• Set exercise: Copy the records below line for line without changing anything, but leave out the pictures.

• Data entries:

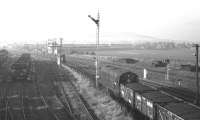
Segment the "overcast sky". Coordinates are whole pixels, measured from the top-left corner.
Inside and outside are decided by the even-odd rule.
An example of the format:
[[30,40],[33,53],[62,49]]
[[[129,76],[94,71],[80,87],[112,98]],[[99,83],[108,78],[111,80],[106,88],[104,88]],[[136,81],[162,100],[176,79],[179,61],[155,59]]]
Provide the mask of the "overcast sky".
[[87,16],[96,17],[98,9],[104,42],[112,33],[200,41],[198,0],[1,0],[0,43],[59,37],[65,43],[94,43],[96,26]]

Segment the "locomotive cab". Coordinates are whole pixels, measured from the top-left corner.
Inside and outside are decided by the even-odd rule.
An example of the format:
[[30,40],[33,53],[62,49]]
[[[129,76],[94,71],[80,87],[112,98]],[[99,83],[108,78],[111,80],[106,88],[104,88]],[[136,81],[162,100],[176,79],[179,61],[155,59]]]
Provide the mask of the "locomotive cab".
[[138,75],[130,71],[121,74],[121,76],[119,77],[119,85],[120,84],[125,85],[125,84],[134,83],[138,81],[139,81]]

• Output of the task:
Segment the "overcast sky". Coordinates are whole pixels, measured from the top-left corner.
Inside and outside are decided by the even-odd rule.
An example of the format:
[[30,40],[33,53],[62,49]]
[[[129,76],[94,71],[80,87],[112,98]],[[99,83],[108,78],[111,80],[106,88],[104,88]],[[136,81],[162,100],[176,79],[179,61],[155,59]]]
Provide the mask of the "overcast sky".
[[87,16],[96,17],[98,9],[104,42],[112,33],[200,41],[198,0],[1,0],[0,43],[59,37],[65,43],[94,43],[96,26]]

Segment the "locomotive cab". Coordinates are whole pixels, measured from the top-left corner.
Inside and outside are decided by the even-odd rule.
An example of the format:
[[30,40],[33,53],[62,49]]
[[[129,76],[94,71],[80,87],[112,98]],[[99,83],[108,78],[111,80],[106,88],[104,88]],[[136,81],[162,100],[176,79],[179,61],[155,59]]]
Provide the mask of the "locomotive cab".
[[138,75],[130,71],[121,74],[121,76],[119,77],[119,85],[120,84],[125,85],[125,84],[134,83],[138,81],[139,81]]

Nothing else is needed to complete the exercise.